§ **Records**
•••
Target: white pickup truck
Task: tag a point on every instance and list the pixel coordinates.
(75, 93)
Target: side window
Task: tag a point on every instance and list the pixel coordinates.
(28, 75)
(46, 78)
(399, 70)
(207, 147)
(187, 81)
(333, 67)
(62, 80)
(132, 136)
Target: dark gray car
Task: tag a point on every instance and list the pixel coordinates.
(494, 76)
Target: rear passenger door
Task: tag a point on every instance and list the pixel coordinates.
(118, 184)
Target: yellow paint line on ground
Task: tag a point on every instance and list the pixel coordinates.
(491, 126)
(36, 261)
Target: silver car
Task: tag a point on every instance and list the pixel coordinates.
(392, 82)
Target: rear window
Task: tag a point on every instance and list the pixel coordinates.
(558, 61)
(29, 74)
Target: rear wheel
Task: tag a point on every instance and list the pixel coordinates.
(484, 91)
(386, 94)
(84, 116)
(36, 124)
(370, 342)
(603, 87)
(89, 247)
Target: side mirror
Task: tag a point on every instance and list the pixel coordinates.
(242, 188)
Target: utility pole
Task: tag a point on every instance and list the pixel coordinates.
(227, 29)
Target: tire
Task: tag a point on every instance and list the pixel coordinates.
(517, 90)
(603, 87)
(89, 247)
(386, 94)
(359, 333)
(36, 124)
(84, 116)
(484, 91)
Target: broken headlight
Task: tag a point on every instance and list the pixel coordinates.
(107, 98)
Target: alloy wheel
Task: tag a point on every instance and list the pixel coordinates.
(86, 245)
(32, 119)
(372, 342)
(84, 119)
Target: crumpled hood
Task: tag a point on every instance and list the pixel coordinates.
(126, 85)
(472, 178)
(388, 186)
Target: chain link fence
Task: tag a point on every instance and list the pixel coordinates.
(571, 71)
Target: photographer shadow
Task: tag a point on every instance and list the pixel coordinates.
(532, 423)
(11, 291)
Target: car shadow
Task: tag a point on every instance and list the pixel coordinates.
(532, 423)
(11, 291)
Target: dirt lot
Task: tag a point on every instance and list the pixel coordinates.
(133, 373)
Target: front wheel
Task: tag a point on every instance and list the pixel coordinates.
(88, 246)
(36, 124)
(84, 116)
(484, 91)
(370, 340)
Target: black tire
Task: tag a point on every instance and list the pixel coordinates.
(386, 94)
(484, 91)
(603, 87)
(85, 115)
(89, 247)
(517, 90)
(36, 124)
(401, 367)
•••
§ **Request**
Output every line of the records above as a numbered list, leaving out any blank lines.

§ **Reply**
1. Target: white pickup truck
2. Task: tag a point on every instance and list the pixel coordinates.
3. (75, 93)
4. Target: side window
5. Task: tag a point on every instance and list the pixel coordinates.
6. (28, 75)
7. (46, 78)
8. (399, 70)
9. (207, 147)
10. (187, 81)
11. (333, 67)
12. (62, 80)
13. (132, 136)
14. Target: dark gray car
15. Task: tag a point on every instance and list the pixel coordinates.
16. (494, 76)
17. Target: rear passenger door
18. Task: tag a point on every instance and list the pixel coordinates.
19. (118, 184)
20. Target: yellow paint line on ground
21. Task: tag a point on every instance and list the pixel coordinates.
22. (491, 126)
23. (36, 261)
24. Target: silver car
25. Task: tag a point on every instance and list the pixel coordinates.
26. (392, 82)
27. Target: rear window
28. Task: tag a point on every instance and list the pixel coordinates.
29. (558, 61)
30. (29, 74)
31. Target: rear wheel
32. Task: tag a point on every instance and list the pixel coordinates.
33. (484, 91)
34. (386, 94)
35. (84, 116)
36. (36, 124)
37. (370, 342)
38. (603, 87)
39. (89, 247)
40. Target: side mirror
41. Task: tag a point on every instance and list the pixel coordinates.
42. (242, 188)
43. Target: utility pole
44. Task: tag a point on every instance and list the pixel coordinates.
45. (227, 29)
46. Target: tire
47. Task: tag a point on every instance and list the pixel coordinates.
48. (517, 90)
49. (603, 87)
50. (89, 247)
51. (386, 94)
52. (359, 333)
53. (36, 124)
54. (84, 116)
55. (484, 91)
56. Target: broken headlight
57. Task: tag a point on every instance and list the pixel coordinates.
58. (107, 98)
59. Target: alloy wheel
60. Task: tag a point on every instance and list the pixel coordinates.
61. (86, 245)
62. (32, 119)
63. (372, 342)
64. (84, 119)
65. Target: crumpled hood
66. Task: tag a point on every instance and list the pixel coordinates.
67. (126, 85)
68. (472, 178)
69. (388, 186)
70. Target: chain link fence
71. Task: tag a point on every instance and list the pixel coordinates.
72. (571, 71)
73. Target: photographer shadow
74. Task: tag a point on every instance and list the pixel coordinates.
75. (532, 423)
76. (11, 291)
77. Target: car shadow
78. Task: tag a point on every instance and list the pixel coordinates.
79. (532, 423)
80. (11, 291)
81. Target: dirt lot
82. Task: tag a point on every instance and list the pixel coordinates.
83. (133, 373)
84. Target: front wheel
85. Task: tag a point on every instance and list the pixel coordinates.
86. (88, 246)
87. (36, 124)
88. (84, 116)
89. (484, 91)
90. (370, 340)
91. Target: black tire
92. Task: tag a point on every instance and list the pixel coordinates.
93. (386, 94)
94. (484, 91)
95. (603, 87)
96. (85, 115)
97. (89, 247)
98. (517, 90)
99. (36, 124)
100. (401, 367)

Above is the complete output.